● What is needed: Will you extract the entries word for word? Images should not appear in the copy.

(Position identification records)
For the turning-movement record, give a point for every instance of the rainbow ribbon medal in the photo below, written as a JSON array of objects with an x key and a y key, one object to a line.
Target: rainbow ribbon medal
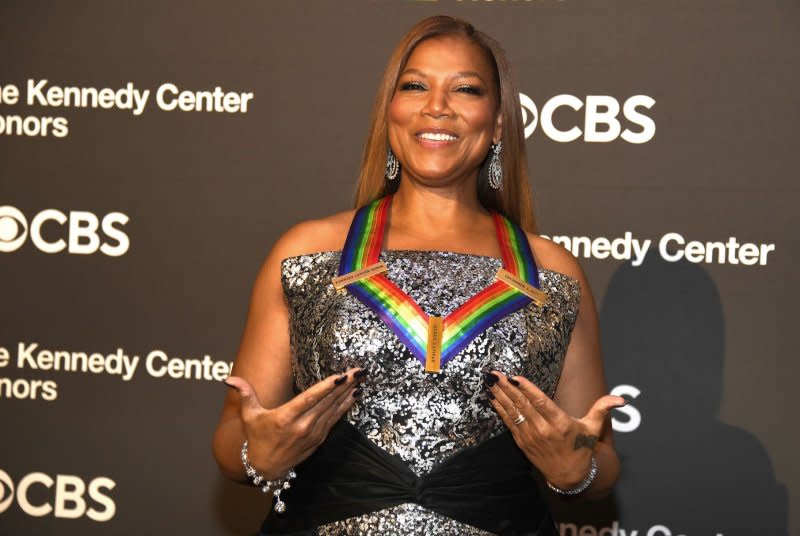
[{"x": 435, "y": 340}]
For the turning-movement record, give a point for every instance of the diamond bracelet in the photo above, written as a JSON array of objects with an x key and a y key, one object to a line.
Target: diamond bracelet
[
  {"x": 580, "y": 487},
  {"x": 276, "y": 486}
]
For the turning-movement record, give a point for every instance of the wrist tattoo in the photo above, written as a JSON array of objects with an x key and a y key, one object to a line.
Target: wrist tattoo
[{"x": 584, "y": 441}]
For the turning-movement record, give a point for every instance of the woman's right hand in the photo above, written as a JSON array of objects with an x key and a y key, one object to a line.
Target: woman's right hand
[{"x": 281, "y": 437}]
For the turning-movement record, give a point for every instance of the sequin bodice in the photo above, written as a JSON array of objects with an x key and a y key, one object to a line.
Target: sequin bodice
[{"x": 423, "y": 418}]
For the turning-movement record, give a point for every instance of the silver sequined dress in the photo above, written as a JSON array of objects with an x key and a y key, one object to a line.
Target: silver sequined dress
[{"x": 423, "y": 418}]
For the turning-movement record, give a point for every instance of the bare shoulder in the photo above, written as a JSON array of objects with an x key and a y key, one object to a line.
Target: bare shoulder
[
  {"x": 552, "y": 256},
  {"x": 313, "y": 236}
]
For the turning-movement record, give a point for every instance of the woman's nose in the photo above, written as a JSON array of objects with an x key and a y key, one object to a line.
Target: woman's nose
[{"x": 437, "y": 104}]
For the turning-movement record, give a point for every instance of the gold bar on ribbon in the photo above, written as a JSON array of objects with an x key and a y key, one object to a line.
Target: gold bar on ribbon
[
  {"x": 341, "y": 281},
  {"x": 539, "y": 297},
  {"x": 433, "y": 354}
]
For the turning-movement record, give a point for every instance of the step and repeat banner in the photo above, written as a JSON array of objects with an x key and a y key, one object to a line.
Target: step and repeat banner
[{"x": 151, "y": 153}]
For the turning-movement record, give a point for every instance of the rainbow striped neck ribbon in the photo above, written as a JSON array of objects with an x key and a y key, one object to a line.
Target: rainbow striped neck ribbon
[{"x": 435, "y": 340}]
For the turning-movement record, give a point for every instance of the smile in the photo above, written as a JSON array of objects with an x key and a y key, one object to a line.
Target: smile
[{"x": 437, "y": 136}]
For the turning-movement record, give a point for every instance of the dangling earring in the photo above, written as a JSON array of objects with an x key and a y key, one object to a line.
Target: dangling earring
[
  {"x": 495, "y": 168},
  {"x": 392, "y": 166}
]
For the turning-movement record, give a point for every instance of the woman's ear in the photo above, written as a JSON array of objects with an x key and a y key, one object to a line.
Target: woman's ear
[{"x": 498, "y": 129}]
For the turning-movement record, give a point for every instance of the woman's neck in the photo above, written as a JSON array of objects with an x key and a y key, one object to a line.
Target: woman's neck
[{"x": 437, "y": 217}]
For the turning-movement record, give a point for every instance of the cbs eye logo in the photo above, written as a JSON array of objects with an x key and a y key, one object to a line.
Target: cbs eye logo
[
  {"x": 13, "y": 229},
  {"x": 600, "y": 122},
  {"x": 65, "y": 496},
  {"x": 52, "y": 231}
]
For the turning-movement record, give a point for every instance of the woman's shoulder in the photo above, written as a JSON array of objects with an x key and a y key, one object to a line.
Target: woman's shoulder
[
  {"x": 314, "y": 236},
  {"x": 554, "y": 257}
]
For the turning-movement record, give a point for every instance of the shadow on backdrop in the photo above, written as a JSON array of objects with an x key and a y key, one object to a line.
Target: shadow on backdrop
[
  {"x": 239, "y": 509},
  {"x": 684, "y": 472}
]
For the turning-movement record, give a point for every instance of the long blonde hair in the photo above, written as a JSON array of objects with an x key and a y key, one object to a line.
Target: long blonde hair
[{"x": 514, "y": 199}]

● Written answer:
For the turning-movement record, give a point for every instance of the rainbow ribbon medal in the photo below, written as a JSON array of objects with an x key and a y key, one object to a line.
Target: rainbow ribbon medal
[{"x": 435, "y": 340}]
For the turning-movement record, give a point for every instance of the diamond bracelet in the photo above, written as a JSON array of objects with an x key and a y key, one object to a line.
Target: diamond bracelet
[
  {"x": 580, "y": 487},
  {"x": 276, "y": 486}
]
For the turning-movement record, give a point for every instance of the wrist tattoo in the photo above, written as a JSON array of objects with an x key and a y key, one object to a line.
Target: wrist tattoo
[{"x": 584, "y": 441}]
For the turning-movement record, give a point for every instance of the woman's right hand in the photo above, written as a JSON array of objects with an x key and a y key, one object to a line.
Target: woman's right hand
[{"x": 281, "y": 437}]
For the turning-movement record, give a point for every instance of the sequin bodice in the photo above, written as a JSON array of objects with an x key and a y key, one object to a line.
Target: sequin bodice
[{"x": 423, "y": 418}]
For the turning-movement record, give a point for every instance of the silver sequined dress in the photo above, written as a JSON array of objects with an x key and a y key, one object to a line.
Target: silver sequined dress
[{"x": 423, "y": 418}]
For the turning-movement record, give a point for every instance of the bare shoulder in the photo above, written as a JSON array of objects with an x key and a y key, one object to a line.
Target: bare shoulder
[
  {"x": 552, "y": 256},
  {"x": 313, "y": 236}
]
For the turning-movement record, give a point for every instance of the woman's nose in the photo above, written as a JSON array of objects with an x key and a y key, one object to a line.
Target: woman's nose
[{"x": 437, "y": 104}]
For the turning-movement record, give a point for every instance of the gold bar on ribbon in the photo above, written as a JSON array of objects with an x key and a y key, one object to a line.
Target: gold bar on ribbon
[
  {"x": 341, "y": 281},
  {"x": 539, "y": 297},
  {"x": 433, "y": 354}
]
For the turning-movement record, give a point for every instance of the step and repeat banner in the photo above, written as a JSON array of objects with an x key and a y key, one object to a line.
Target: step and repeat banner
[{"x": 151, "y": 153}]
For the turning-movement record, give a point for every instance of the rainbow striped neck ribbon in the photo above, written as a JSON array of objects with an x key and a y key, one object to a line.
Target: rainbow striped neck ribbon
[{"x": 435, "y": 340}]
For the turning-movement record, give a point for every instance of the smile in the photo above, written as a JSON array of objects with an x key and a y key, one object to a line.
Target: smile
[{"x": 437, "y": 136}]
For the turning-movement record, give a point for every instance of the dangling earring in the photo above, written as a JSON array of objects with an x key and a y key, one object to a line.
Target: dangling earring
[
  {"x": 495, "y": 168},
  {"x": 392, "y": 166}
]
For the turning-movement record, give a point for every instance of the woman's ear in the photo above, written as a JSON array of objects with an x key and a y key, one object to a line.
Target: woman's ear
[{"x": 498, "y": 129}]
For the turning-movement record, give a point for every instance of the woman's neck in the photo above, written as a JSON array of objects with an x key and a y key, one object to a line.
Target: woman's neck
[{"x": 437, "y": 217}]
For the turning-movement record, give a point for every instance of the cbs eye logo in the photo above, written as a JSON array of objects with an x key and a y key, one object to a line.
Target: cbs eye logo
[
  {"x": 13, "y": 229},
  {"x": 600, "y": 122},
  {"x": 65, "y": 496},
  {"x": 52, "y": 231}
]
For the turning-movement record, give a point for every instance of the woman's shoulder in the photo above, written as a JSON array of objects with an x key and a y key, one object to a line.
Target: woman's shoulder
[
  {"x": 314, "y": 236},
  {"x": 554, "y": 257}
]
For the turning-movement record, give a point for every instance of the shadow on backdrop in the photo above, written as a JSON array of objects with an x key and a y key, one object to a line.
Target: shadow on backdrop
[
  {"x": 239, "y": 509},
  {"x": 684, "y": 472}
]
For the turning-movement record, give a point for every instance of the long blonde hair in the photo above, written as a JSON array of objects with an x key and a y key, one object to a line.
Target: long blonde hair
[{"x": 514, "y": 199}]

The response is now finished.